Source extract:
47 F.3d 1183 | Fed. Cir. | 1995
NOTICE: Federal Circuit Local Rule 47.6(b) states that opinions and orders which are designated as not citable as precedent shall not be employed or cited as precedent. This does not preclude assertion of issues of claim preclusion, issue preclusion, judicial estoppel, law of the case or the like based on a decision of the Court rendered in a nonprecedential opinion or order.
Robert K. WOLTHUIS, Petitioner,
v.
OFFICE OF PERSONNEL MANAGEMENT, Respondent.
No. 94-3596.
United States Court of Appeals, Federal Circuit.
Jan. 19, 1995.
64 M.S.P.R. 222.
VACATED AND REMANDED.
Before PLAGER, LOURIE, and SCHALL, Circuit Judges.
PLAGER, Circuit Judge.
Robert K. Wolthuis, Ph.D appeals pro se the decision of the Merit Systems Protection Board (Board),1 sustaining the Office of Personnel Management's (OPM) reconsideration decision. In its decision, OPM denied Dr. Wolthuis' request for an increased payment of the lump-sum benefit portion of his alternative form of annuity under the Civil Service Retirement System (CSRS). We conclude that, although Dr. Wolthuis is not entitled to all he asks, he is entitled to more than OPM offers; we vacate the decision of the Board which affirmed OPM, and remand for further proceedings consistent with this opinion.

Stated task: Please extend the court opinion on Dr. Wolthuis' annuity appeal, starting after its last sentence and keeping its style.

Stored data:
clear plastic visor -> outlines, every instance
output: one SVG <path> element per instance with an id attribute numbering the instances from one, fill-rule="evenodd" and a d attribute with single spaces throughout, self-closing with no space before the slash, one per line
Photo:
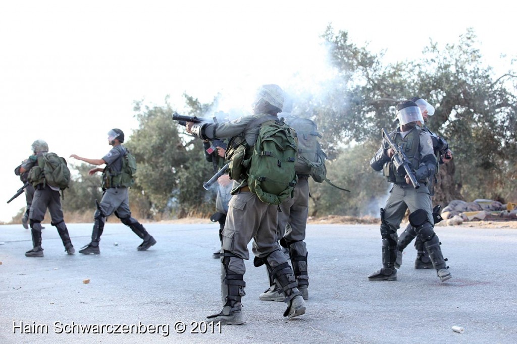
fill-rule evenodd
<path id="1" fill-rule="evenodd" d="M 420 107 L 420 111 L 422 113 L 425 110 L 427 110 L 427 114 L 428 116 L 432 116 L 434 114 L 434 106 L 431 105 L 422 98 L 420 98 L 415 102 L 417 105 L 418 105 L 418 107 Z"/>
<path id="2" fill-rule="evenodd" d="M 110 141 L 110 142 L 111 142 L 115 138 L 118 137 L 119 135 L 119 134 L 118 134 L 118 133 L 116 133 L 115 132 L 115 131 L 113 130 L 110 130 L 108 133 L 108 139 L 109 141 Z"/>
<path id="3" fill-rule="evenodd" d="M 409 106 L 399 111 L 399 120 L 402 125 L 417 121 L 423 123 L 423 117 L 418 106 Z"/>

Response:
BACKGROUND
Dr. Wolthuis was involuntarily terminated, effective on February 5, 1993, from his Senior Executive Service (SES) position as Deputy Assistant Secretary of Defense.2 He had over 29 years of service in various positions within the executive and legislative branches. In response to Dr. Wolthuis' application for retirement benefits, OPM advised Dr. Wolthuis that, since he had been involuntarily separated as a "noncareer appointee in the Senior Executive Service," the statute made him ineligible to elect the alternative form of annuity (i.e., one with a lump-sum benefit in addition to the monthly annuity) provided in 5 U.S.C. Sec. 8343a. See 5 U.S.C. Sec. 8343a(f)(2)(A)(v) (Supp. II 1990). Accordingly, effective February 6, 1993, Dr. Wolthuis began receiving an annuity, without any lump-sum benefit, in the amount of $4,8803 per month.
Not long after, Dr. Wolthuis accepted a legislative branch position on the staff of Senator Robert F. Bennett. The appointment was effective June 16, 1993. Since he was once again in the employ of the government, his annuity payments, which totalled $21,181 between February 6, 1993 and June 15, 1993, were discontinued by operation of law. 5 U.S.C. Sec. 8344(b) (1988). On July 15, 1993, Dr. Wolthuis was involuntarily terminated from this new position, but since this position was not one of those statutorily excepted from entitlement to the alternative annuity, he was now eligible for, and elected to receive, a retirement annuity including the lump-sum benefit.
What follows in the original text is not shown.